* _AIM 1_:
Turn the paragraph of the discounter comparison that begins "There is no single winner between Aldi" into a short bulleted list that keeps its main facts.

* _READING TEXT_:
╭──
Aldi vs Lidl vs Denner in Switzerland: the 2026 discounter showdown
There is no single winner. Aldi and Lidl are hard discounters with the lowest base prices on staples; Denner is a Swiss discounter strong on branded goods, coffee and wine. Here is who wins which category, and how to check this week's real prices for free.

There is no single winner between Aldi, Lidl and Denner, because they are not quite the same kind of shop. Aldi Suisse and Lidl Schweiz are hard discounters: mostly own-brand, the lowest base prices on everyday staples, and a deliberately narrow range. Denner is a Swiss discounter with a different recipe, a tighter mix of own-brand and recognisable name brands, and one of the strongest discounter ranges of wine, coffee and spirits in the country. On a basket of pure basics the two hard discounters usually come out lowest and are close to each other, while Denner tends to win when you want a branded staple or a bottle of wine at a discounter price. The honest move is to match the shop to the basket, and to check this week's actual Aktionen before you go.
╰──
* _AIM 2_:
Add 73 to every x and y coordinate in the answer pins of the records, but not in the sample pins. Write those records out again, requests included, from their start up to and including the line with "x=146, y=71", and leave out the pictures.

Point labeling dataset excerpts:
╭──
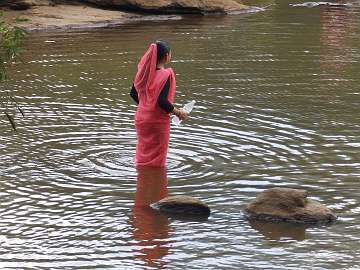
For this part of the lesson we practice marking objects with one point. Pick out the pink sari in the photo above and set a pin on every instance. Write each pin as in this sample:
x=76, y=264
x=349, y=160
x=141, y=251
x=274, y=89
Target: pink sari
x=152, y=123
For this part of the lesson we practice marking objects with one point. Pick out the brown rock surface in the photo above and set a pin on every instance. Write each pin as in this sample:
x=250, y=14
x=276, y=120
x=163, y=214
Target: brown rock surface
x=288, y=205
x=182, y=205
x=24, y=4
x=172, y=6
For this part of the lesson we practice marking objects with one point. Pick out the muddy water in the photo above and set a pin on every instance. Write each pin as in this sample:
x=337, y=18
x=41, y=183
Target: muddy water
x=277, y=105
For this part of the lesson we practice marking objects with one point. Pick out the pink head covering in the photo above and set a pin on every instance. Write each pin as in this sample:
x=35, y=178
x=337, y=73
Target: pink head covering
x=146, y=71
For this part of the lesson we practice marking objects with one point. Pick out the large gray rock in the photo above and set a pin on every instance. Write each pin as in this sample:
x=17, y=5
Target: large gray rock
x=182, y=206
x=288, y=205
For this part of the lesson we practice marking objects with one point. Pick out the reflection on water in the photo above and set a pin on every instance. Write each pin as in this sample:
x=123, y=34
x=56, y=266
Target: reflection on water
x=151, y=229
x=277, y=97
x=336, y=28
x=276, y=231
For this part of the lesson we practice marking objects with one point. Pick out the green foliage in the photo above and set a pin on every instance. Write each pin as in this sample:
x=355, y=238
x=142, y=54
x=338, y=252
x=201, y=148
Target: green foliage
x=11, y=41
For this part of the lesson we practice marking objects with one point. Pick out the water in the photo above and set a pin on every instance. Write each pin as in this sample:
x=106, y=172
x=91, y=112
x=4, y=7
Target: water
x=277, y=105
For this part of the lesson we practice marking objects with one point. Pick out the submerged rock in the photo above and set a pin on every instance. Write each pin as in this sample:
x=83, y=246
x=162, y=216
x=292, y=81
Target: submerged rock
x=181, y=205
x=288, y=205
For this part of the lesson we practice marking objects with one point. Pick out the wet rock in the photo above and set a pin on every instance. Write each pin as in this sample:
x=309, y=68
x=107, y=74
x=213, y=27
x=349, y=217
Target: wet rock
x=288, y=205
x=173, y=6
x=181, y=205
x=24, y=4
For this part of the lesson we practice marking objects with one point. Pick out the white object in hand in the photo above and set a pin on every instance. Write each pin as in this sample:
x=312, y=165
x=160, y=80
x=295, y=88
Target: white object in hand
x=187, y=108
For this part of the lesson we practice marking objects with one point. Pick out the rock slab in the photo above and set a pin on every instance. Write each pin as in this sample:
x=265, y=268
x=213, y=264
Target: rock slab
x=288, y=205
x=182, y=205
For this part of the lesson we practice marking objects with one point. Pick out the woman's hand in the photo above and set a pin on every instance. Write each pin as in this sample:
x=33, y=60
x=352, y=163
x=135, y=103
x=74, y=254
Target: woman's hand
x=183, y=115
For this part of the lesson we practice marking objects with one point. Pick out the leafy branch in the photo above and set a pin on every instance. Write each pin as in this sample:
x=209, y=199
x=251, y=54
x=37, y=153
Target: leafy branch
x=11, y=41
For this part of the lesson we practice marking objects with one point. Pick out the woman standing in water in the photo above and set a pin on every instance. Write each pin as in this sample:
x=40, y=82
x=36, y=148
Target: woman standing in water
x=153, y=90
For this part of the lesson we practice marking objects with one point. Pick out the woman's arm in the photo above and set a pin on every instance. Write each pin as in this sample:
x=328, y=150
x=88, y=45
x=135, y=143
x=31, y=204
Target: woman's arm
x=134, y=95
x=167, y=106
x=163, y=98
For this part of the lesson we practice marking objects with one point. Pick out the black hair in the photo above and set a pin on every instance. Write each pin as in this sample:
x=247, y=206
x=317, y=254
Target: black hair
x=162, y=49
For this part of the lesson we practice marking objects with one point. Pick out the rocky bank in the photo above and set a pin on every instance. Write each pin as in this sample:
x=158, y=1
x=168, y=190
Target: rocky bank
x=68, y=14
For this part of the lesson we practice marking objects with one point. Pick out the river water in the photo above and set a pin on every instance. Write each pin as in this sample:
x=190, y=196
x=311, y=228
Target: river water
x=277, y=105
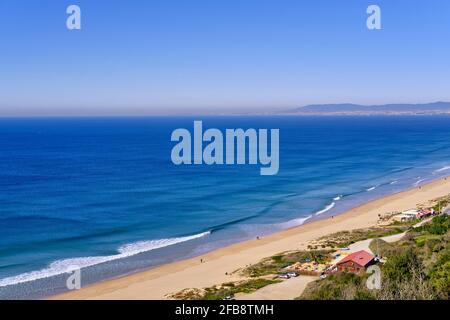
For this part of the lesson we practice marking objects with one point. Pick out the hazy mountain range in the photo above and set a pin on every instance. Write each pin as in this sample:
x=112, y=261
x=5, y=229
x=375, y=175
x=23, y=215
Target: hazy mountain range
x=353, y=109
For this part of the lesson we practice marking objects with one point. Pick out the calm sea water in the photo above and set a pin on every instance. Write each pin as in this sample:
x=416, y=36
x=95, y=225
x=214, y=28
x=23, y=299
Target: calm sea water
x=103, y=194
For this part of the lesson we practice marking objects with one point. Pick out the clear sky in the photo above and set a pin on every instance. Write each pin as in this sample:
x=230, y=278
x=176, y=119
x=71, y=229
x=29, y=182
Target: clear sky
x=187, y=56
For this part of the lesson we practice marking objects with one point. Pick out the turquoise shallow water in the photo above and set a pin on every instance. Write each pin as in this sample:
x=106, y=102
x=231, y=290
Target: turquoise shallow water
x=102, y=193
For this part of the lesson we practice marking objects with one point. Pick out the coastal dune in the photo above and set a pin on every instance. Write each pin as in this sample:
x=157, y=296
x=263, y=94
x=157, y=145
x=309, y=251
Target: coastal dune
x=218, y=266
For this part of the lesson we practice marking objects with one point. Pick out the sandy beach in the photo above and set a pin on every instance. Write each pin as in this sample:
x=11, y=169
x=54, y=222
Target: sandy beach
x=218, y=266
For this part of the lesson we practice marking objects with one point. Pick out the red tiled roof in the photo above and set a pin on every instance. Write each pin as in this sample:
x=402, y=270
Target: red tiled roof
x=361, y=258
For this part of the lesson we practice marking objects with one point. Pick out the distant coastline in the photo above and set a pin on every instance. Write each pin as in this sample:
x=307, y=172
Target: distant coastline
x=348, y=109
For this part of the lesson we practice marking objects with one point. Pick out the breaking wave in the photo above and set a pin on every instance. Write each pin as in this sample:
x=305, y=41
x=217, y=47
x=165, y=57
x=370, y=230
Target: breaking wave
x=67, y=265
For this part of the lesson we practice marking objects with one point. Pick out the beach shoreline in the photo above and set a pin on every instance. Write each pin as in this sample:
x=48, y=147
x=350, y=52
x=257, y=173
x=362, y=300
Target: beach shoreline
x=219, y=266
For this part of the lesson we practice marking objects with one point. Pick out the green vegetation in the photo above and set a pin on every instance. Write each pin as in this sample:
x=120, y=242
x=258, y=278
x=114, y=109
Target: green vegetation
x=272, y=265
x=346, y=238
x=441, y=203
x=417, y=267
x=339, y=286
x=224, y=290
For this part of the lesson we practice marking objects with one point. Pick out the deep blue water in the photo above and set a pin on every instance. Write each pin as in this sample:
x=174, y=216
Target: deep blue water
x=96, y=192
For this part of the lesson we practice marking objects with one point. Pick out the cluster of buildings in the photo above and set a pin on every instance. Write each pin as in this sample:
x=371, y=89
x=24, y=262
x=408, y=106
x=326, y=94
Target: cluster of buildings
x=413, y=214
x=354, y=262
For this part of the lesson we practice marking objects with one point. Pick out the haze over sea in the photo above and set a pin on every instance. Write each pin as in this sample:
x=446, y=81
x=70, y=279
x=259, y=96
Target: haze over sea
x=103, y=194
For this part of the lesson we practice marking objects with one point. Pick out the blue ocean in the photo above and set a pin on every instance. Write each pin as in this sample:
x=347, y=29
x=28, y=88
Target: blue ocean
x=104, y=195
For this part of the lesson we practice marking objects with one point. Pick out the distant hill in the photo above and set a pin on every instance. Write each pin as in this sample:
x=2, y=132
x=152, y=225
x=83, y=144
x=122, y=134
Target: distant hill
x=348, y=109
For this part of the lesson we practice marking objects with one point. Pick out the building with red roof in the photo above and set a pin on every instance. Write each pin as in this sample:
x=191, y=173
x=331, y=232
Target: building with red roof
x=356, y=261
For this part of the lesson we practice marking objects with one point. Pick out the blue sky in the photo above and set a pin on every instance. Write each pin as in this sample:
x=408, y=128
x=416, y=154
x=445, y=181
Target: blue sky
x=178, y=56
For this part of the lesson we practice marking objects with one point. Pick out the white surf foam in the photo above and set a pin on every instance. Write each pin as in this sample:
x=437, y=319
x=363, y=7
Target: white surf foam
x=327, y=208
x=67, y=265
x=294, y=222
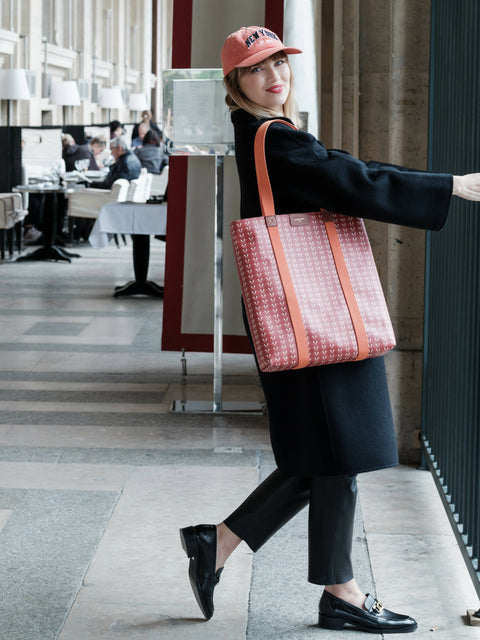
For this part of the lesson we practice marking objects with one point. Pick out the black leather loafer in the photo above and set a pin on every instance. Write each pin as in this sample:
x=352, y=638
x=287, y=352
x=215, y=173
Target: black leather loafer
x=200, y=545
x=335, y=614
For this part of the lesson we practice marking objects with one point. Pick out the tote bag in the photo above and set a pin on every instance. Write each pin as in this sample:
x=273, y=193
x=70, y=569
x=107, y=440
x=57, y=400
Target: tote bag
x=309, y=283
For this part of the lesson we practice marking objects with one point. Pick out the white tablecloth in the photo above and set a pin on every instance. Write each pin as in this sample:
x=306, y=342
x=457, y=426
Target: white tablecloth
x=128, y=217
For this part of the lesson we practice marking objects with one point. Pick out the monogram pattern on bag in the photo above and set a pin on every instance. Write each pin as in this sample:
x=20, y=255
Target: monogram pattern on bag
x=328, y=326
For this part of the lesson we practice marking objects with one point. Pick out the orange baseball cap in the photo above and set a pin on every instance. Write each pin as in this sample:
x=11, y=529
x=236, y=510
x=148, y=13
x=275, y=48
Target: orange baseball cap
x=249, y=45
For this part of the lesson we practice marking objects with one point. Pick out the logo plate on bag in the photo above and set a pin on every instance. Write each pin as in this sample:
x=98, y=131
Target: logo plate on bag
x=299, y=219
╰──
* _WRITTEN ANSWER 1_:
- There is no single winner, because the three are not quite the same kind of shop.
- Aldi Suisse and Lidl Schweiz are hard discounters: mostly own-brand, the lowest base prices on everyday staples, and a deliberately narrow range.
- Denner is a Swiss discounter that mixes own-brand with recognizable name brands and has one of the country's strongest discounter ranges of wine, coffee and spirits.
- For a basket of pure basics, the two hard discounters usually come out lowest and close to each other.
- Denner tends to win for branded staples or wine at a discounter price.
- Match the shop to the basket, and check this week's actual Aktionen before going.

* _WRITTEN ANSWER 2_:
For this part of the lesson we practice marking objects with one point. Pick out the pink sari in the photo above and set a pin on every instance. Write each pin as in this sample:
x=76, y=264
x=349, y=160
x=141, y=251
x=274, y=89
Target: pink sari
x=225, y=196
For this part of the lesson we practice marking objects with one point. Pick out the brown rock surface in the photo above and set a pin on every instance. Write each pin as in this sample:
x=250, y=14
x=276, y=120
x=163, y=214
Target: brown rock surface
x=361, y=278
x=255, y=278
x=97, y=77
x=245, y=79
For this part of the lesson we practice marking objects with one point. Pick out the muddy water in the photo above and set a pin on every instance. Write each pin as in this sample:
x=337, y=18
x=41, y=183
Target: muddy water
x=350, y=178
For this part of the lesson we practice marking objects with one point. Pick out the pink head covering in the photo above and set a pin on every instance. Write each pin as in this sample:
x=35, y=178
x=337, y=73
Target: pink head covering
x=219, y=144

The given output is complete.